> [WORK TO BE COMPLETED]: Your task is to reproduce exactly the lines from the line with "of the flower" through the end of the records below.

______________________________

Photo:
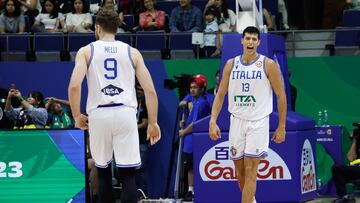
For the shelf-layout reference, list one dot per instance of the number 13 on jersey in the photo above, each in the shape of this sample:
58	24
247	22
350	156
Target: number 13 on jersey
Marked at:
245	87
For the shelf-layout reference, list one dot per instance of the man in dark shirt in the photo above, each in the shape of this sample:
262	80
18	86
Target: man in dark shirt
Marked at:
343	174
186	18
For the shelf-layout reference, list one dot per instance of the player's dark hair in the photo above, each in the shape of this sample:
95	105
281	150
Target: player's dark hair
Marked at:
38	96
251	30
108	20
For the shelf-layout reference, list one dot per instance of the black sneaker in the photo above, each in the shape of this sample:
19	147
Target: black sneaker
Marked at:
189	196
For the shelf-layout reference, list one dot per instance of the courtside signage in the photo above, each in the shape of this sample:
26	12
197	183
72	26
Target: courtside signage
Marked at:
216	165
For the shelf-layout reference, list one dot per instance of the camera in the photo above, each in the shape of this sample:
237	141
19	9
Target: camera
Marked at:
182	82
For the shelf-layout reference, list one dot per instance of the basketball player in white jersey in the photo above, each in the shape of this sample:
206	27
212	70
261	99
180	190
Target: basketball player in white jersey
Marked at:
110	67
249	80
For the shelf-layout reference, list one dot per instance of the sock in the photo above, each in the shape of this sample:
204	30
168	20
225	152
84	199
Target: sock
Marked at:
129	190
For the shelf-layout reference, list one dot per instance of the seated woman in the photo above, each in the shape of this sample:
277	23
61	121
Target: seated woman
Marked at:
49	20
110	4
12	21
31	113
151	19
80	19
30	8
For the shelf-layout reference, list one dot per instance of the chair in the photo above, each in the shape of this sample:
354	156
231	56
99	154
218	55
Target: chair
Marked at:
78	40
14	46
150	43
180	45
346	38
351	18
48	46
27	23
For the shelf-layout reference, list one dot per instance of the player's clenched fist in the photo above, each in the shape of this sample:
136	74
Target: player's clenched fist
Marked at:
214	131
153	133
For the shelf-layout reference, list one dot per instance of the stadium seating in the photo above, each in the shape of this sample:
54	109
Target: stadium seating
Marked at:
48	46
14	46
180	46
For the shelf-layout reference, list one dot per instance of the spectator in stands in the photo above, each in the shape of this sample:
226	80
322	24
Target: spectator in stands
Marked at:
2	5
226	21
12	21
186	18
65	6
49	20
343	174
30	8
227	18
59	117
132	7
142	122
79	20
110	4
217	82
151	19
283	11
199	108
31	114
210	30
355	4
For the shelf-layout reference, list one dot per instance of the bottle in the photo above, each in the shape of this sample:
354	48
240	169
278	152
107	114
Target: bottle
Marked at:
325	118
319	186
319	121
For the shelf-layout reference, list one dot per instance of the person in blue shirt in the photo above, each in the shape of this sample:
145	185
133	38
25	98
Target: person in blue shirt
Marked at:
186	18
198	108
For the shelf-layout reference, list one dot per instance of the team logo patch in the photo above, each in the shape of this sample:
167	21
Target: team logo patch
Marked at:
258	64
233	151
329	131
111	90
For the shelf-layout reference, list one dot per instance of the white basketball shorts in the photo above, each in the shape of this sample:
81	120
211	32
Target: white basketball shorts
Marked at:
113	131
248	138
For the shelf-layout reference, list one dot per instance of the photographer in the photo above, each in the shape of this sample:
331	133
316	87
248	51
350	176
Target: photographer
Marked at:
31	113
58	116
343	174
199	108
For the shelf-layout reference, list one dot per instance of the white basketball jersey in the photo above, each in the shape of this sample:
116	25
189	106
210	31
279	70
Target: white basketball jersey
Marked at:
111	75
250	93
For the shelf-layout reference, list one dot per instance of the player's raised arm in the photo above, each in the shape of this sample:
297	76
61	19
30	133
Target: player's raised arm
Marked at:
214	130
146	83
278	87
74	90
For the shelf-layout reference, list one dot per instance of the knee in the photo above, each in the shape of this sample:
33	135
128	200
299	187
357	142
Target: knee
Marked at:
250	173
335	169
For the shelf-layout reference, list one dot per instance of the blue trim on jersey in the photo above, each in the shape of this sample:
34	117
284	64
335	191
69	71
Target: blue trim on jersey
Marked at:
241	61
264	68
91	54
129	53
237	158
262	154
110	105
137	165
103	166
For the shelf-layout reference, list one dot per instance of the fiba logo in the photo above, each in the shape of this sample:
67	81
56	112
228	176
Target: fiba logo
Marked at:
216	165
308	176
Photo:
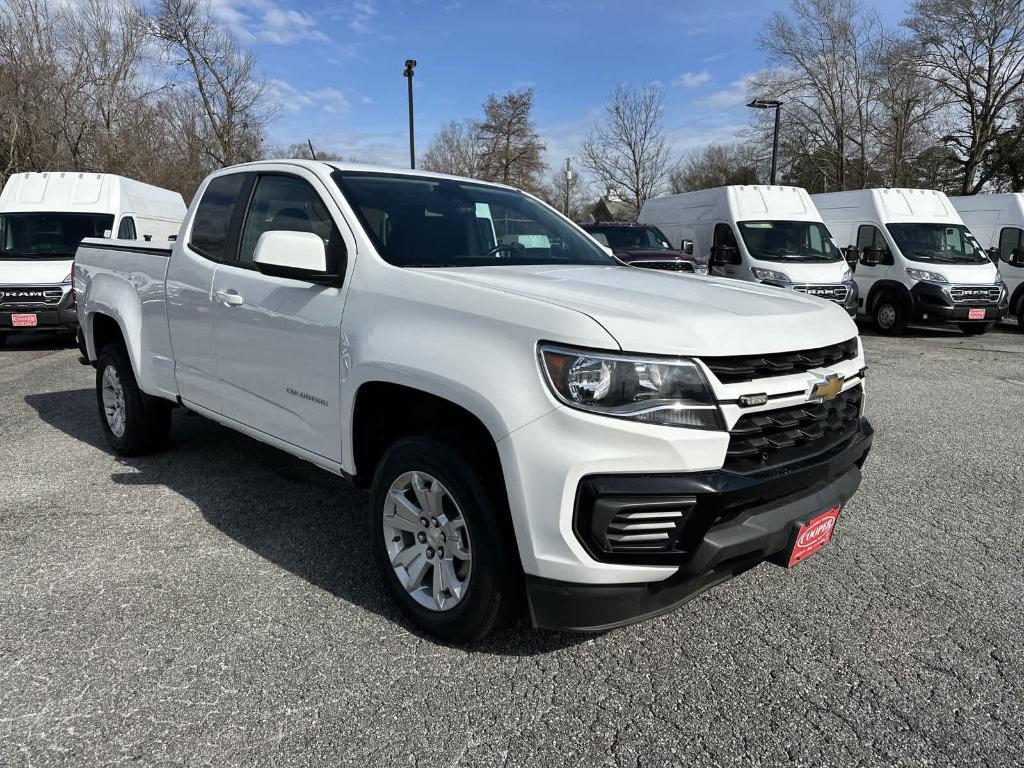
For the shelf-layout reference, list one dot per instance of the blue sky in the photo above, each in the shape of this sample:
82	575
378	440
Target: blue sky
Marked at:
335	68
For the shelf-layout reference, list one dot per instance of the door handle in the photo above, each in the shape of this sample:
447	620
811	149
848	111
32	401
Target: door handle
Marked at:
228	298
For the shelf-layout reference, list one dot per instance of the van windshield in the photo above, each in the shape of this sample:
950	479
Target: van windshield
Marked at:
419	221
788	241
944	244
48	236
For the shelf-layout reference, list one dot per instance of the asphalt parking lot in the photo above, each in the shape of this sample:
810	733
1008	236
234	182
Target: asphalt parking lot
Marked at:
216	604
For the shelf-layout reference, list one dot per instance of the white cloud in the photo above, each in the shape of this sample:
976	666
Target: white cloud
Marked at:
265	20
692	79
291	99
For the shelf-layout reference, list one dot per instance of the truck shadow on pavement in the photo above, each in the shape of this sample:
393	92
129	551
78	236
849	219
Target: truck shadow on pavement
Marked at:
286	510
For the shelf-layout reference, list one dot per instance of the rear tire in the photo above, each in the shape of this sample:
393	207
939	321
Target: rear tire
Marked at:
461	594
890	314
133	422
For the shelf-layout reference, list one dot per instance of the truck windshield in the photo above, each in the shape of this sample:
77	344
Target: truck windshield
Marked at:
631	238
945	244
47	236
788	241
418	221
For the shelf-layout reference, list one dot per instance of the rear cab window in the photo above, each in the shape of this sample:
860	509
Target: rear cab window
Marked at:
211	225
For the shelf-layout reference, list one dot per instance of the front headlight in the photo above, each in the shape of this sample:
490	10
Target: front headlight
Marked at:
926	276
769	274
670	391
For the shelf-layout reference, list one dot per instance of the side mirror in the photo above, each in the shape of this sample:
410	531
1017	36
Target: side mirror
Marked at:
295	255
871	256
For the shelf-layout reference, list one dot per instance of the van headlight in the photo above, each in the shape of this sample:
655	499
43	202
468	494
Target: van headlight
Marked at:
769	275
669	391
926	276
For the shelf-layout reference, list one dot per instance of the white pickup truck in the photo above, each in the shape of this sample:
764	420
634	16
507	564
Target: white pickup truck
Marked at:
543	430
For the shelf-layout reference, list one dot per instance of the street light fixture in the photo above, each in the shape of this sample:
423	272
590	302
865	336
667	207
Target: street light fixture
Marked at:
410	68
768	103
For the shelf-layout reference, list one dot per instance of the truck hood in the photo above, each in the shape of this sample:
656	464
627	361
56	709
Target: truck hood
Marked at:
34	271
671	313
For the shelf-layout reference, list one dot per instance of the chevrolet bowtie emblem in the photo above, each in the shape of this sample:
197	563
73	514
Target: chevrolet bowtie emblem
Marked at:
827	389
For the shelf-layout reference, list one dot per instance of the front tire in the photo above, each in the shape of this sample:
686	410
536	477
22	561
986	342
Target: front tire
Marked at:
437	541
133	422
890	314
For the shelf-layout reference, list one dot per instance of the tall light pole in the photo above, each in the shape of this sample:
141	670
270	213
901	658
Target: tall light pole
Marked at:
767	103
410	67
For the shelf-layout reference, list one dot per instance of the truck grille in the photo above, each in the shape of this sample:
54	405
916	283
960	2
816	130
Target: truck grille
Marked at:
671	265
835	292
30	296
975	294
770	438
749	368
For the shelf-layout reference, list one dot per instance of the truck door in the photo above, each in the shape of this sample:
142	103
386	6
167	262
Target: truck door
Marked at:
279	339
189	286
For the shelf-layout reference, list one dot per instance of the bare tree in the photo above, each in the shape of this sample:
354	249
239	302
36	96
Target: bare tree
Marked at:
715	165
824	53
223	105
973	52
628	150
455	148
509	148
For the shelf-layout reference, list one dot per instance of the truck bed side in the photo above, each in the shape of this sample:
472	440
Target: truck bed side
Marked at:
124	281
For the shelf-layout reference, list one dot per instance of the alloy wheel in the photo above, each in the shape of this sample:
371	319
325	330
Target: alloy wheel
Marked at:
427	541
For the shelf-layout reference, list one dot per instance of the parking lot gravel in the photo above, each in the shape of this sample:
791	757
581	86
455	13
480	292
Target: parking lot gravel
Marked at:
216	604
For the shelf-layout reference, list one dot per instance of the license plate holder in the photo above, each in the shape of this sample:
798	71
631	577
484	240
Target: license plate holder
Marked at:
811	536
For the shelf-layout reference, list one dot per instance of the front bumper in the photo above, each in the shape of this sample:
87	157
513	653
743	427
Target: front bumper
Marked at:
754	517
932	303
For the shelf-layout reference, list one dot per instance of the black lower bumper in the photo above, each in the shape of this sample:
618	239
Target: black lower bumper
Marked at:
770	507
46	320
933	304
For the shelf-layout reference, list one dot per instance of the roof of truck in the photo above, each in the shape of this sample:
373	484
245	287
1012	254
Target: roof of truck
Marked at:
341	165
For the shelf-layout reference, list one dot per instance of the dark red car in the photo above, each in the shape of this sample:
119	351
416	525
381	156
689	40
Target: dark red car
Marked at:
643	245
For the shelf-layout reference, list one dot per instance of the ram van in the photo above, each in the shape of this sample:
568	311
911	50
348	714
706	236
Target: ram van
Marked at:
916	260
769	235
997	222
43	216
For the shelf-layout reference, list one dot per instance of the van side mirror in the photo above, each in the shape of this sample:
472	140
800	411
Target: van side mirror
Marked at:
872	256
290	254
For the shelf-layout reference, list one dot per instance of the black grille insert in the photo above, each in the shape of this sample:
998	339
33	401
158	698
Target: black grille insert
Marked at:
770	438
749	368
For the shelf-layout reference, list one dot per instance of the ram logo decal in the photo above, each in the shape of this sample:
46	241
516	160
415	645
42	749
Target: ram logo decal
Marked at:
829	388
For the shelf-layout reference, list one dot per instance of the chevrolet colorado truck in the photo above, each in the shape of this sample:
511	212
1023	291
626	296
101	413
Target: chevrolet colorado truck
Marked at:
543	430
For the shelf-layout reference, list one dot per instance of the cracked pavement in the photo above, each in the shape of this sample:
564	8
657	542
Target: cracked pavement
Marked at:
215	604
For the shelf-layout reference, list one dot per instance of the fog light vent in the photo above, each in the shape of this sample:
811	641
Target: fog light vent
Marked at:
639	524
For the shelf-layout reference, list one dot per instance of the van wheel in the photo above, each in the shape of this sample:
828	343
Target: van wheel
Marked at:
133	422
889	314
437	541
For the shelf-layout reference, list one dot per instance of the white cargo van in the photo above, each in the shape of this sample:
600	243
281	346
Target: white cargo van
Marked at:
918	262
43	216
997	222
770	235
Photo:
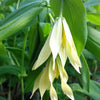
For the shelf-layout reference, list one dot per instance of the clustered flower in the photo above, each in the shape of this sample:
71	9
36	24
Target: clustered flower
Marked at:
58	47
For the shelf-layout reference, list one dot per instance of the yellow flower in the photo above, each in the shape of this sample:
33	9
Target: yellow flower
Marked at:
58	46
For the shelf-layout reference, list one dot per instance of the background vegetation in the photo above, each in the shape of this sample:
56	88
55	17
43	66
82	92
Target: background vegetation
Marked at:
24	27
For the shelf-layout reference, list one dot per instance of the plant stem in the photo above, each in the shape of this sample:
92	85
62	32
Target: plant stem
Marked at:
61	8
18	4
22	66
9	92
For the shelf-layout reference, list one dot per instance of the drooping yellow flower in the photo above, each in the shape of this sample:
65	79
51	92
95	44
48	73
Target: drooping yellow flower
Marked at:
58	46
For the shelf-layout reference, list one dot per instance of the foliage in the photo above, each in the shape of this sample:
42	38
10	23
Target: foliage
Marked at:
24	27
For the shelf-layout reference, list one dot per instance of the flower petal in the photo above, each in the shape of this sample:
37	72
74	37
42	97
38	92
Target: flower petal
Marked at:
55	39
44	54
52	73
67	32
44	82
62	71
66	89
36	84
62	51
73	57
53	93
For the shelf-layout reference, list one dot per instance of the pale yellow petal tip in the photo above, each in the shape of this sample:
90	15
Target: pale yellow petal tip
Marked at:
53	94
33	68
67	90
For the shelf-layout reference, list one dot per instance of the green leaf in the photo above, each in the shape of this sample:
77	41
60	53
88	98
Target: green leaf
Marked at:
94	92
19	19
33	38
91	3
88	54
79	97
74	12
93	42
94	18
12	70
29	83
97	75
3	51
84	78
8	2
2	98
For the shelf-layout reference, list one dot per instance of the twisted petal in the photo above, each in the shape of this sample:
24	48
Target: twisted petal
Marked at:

______________________________

> [RESULT OF THE EXERCISE]:
For the shelf-layout reference, list one dot per instance of the flower petal in the photo above, each in the shape of this sample:
37	72
74	37
42	97
38	92
Target: flower petal
Marked at:
55	39
44	54
52	73
67	32
44	82
62	71
66	89
36	84
62	51
73	57
53	93
For the shelf-layout reference, list one dot per instance of the pale yellow petal tip in the photo above, each in the shape of this sample:
90	15
Target: pale yellow petal tip
Marked at:
53	94
33	68
67	90
For the shelf-layout reference, list one dot per instance of the green leaf in the photo above, each in the shape of this sample:
77	41
60	53
88	98
Target: green leaf
Marked at:
94	92
19	19
33	38
91	3
88	54
79	97
74	12
93	42
94	18
12	70
29	83
97	75
3	51
84	78
8	2
2	98
For the shelf-layout reference, list one dot per instance of the twisted petal in the photo above, each in the shape of this sample:
24	48
Target: twisted petal
Marked at:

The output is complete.